---------- Data ----------
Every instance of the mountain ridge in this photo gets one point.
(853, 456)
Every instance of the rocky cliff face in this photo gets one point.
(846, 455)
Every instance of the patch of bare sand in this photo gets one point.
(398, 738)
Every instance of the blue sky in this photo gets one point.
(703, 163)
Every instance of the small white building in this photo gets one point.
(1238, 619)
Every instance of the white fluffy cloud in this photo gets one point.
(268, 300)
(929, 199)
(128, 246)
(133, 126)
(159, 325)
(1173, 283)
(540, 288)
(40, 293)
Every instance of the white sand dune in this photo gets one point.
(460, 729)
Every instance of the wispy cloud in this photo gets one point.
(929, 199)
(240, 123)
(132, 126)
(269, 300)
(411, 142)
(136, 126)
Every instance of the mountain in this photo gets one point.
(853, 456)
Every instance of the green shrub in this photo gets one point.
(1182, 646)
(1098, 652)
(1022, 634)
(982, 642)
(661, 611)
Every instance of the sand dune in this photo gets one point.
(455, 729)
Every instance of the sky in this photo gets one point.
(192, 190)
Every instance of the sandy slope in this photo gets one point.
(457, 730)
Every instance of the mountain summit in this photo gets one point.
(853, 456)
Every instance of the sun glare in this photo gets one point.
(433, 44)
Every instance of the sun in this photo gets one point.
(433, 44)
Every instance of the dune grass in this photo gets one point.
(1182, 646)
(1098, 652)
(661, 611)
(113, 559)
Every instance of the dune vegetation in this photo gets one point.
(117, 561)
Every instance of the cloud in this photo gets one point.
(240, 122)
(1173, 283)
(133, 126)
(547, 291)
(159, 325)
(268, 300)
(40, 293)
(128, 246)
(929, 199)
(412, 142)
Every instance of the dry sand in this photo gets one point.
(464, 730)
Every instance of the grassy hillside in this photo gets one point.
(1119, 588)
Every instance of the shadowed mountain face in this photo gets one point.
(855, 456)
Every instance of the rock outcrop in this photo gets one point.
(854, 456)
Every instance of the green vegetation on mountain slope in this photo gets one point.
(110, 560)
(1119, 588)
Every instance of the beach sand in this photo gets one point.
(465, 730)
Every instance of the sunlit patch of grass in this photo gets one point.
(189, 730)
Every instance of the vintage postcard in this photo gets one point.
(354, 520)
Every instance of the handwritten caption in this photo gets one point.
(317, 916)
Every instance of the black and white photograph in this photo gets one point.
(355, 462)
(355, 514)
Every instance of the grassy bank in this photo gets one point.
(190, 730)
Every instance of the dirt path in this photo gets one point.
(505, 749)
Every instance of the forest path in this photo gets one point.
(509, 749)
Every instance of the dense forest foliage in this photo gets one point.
----------
§ **Work to be completed**
Please return all of the entries exactly as they were given.

§ **Written response**
Every instance of the mountain ridge in this photo gets one point.
(853, 456)
Every instance of the rocky cliff face in this photo gets one point.
(846, 455)
Every instance of the patch of bare sand in this photo gets one point.
(398, 738)
Every instance of the blue sky in this photo gets one point.
(703, 163)
Every instance of the small white building in this photo gets one point.
(1238, 619)
Every instance of the white fluffy cloud in this photo gets one point.
(268, 300)
(929, 199)
(128, 246)
(133, 126)
(159, 325)
(1173, 283)
(540, 288)
(40, 293)
Every instance of the white sand dune in this photo gets one point.
(460, 729)
Every instance of the wispy cloud in this photo gets one point.
(929, 199)
(240, 123)
(132, 126)
(269, 300)
(411, 142)
(136, 126)
Every instance of the mountain in this photo gets one point.
(853, 456)
Every instance of the green shrub in this photo gets one point.
(1182, 646)
(1098, 652)
(1022, 634)
(982, 642)
(661, 611)
Every instance of the sand dune in this photo gets one point.
(455, 729)
Every instance of the sky in this photo gets one point.
(192, 190)
Every instance of the sandy slope in this photo gets one point.
(457, 730)
Every instance of the mountain summit in this photo gets one point.
(853, 456)
Every instance of the sun glare in this photo gets one point.
(433, 44)
Every instance of the sun in this photo gets one point.
(433, 44)
Every instance of the dune grass in this photo gets one point.
(1182, 646)
(1098, 652)
(661, 611)
(113, 559)
Every instance of the dune vegetation in this photo gets one point.
(117, 561)
Every instance of the cloud in this photo gets one point.
(240, 122)
(1173, 283)
(133, 126)
(547, 291)
(159, 325)
(268, 300)
(40, 293)
(128, 246)
(929, 199)
(412, 142)
Every instance of the dry sand in this photo gets one point.
(464, 730)
Every instance of the grassy hillside in this photo gets one point.
(1119, 588)
Every instance of the shadowed mountain face in this photo gets one point.
(855, 456)
Every instance of the rock outcrop in this photo gets one point.
(854, 456)
Every instance of the green vegetation on mountain slope in this photo gets one point.
(110, 560)
(1119, 588)
Every instance of the beach sand in this photo gets one point.
(465, 730)
Every instance of the sunlit patch of grass in this photo gets one point.
(189, 730)
Every instance of the vintage postcard in this photo gets one point.
(354, 520)
Every instance of the handwritten caption in this photo gets one point.
(317, 916)
Every instance of the black and white photograph in this photo gets one point.
(355, 462)
(355, 514)
Every instance of the grassy bank in this photo gets one point.
(190, 730)
Every instance of the dirt path in this photo gets one point.
(505, 749)
Every instance of the forest path in this photo gets one point.
(509, 749)
Every instance of the dense forest foliage in this photo gets one point.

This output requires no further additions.